--- START OF Listed entries ---

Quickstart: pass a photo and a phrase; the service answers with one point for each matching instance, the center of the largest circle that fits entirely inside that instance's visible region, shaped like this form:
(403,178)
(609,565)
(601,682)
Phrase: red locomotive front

--- END OF Listed entries ---
--- START OF Listed entries ---

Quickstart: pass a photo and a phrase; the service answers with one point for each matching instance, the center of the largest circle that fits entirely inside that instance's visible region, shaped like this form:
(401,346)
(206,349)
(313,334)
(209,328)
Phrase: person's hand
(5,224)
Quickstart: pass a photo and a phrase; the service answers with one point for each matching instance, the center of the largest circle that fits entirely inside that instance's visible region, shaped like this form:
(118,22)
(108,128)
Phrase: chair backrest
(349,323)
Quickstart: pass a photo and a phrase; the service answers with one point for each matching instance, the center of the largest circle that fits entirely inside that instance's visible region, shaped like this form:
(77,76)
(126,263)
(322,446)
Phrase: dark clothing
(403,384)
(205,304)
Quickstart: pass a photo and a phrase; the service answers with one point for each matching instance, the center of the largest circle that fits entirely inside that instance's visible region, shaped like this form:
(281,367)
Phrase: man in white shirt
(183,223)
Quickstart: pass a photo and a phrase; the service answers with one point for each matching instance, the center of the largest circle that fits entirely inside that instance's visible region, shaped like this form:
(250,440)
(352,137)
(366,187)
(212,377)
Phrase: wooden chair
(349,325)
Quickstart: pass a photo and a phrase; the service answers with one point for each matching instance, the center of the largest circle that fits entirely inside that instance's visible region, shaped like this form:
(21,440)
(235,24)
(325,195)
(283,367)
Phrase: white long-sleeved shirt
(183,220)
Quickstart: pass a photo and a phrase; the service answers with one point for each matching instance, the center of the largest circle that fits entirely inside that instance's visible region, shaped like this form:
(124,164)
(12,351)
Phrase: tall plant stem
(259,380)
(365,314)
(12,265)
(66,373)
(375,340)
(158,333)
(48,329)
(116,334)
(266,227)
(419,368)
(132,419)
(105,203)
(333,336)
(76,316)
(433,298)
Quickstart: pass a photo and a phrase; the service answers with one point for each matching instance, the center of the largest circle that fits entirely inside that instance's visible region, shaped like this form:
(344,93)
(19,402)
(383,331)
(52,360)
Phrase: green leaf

--- END OF Listed entries ---
--- START OF Listed entries ---

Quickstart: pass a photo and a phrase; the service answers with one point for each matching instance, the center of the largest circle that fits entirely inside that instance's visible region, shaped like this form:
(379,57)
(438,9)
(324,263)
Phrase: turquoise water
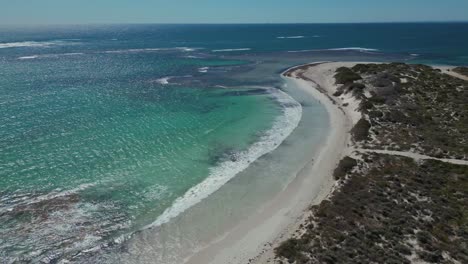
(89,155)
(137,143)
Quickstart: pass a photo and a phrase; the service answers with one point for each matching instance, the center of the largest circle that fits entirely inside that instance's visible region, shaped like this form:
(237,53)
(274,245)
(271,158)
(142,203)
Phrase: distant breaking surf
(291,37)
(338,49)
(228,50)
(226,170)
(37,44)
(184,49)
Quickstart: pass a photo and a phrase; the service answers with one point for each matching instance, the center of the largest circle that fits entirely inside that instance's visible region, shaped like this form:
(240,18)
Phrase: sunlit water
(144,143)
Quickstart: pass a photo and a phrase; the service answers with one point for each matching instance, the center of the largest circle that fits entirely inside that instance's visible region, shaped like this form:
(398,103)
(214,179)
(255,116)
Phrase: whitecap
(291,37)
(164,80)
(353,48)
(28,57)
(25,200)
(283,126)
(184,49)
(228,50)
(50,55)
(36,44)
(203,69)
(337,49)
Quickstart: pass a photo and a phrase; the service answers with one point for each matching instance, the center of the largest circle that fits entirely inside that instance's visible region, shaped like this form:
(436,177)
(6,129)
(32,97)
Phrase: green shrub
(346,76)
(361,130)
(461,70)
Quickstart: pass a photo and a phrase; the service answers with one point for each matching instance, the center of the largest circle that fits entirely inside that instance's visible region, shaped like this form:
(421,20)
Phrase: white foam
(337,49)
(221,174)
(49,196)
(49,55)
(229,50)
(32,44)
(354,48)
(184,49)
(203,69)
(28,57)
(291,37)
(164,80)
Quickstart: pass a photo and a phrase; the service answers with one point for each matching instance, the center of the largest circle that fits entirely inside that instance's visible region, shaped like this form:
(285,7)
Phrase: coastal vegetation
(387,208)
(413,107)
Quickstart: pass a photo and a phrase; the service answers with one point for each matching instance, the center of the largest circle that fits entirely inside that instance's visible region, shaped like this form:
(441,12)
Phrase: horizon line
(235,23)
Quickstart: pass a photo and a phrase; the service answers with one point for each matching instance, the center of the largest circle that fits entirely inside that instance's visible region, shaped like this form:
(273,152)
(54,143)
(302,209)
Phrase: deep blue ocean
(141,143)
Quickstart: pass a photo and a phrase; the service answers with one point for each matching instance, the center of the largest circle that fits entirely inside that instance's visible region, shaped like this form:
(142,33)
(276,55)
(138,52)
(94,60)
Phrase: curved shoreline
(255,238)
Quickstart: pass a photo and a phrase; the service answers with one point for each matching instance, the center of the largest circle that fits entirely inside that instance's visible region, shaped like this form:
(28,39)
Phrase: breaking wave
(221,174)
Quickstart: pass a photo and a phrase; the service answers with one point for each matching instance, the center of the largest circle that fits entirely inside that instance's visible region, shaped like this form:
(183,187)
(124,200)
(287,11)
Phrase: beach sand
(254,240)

--- END OF Listed entries ---

Please pull out every line of the records above that contains the word "shirt" and copy each of those lines in full.

Phrase: man in white shirt
Phrase: white long-sleeved shirt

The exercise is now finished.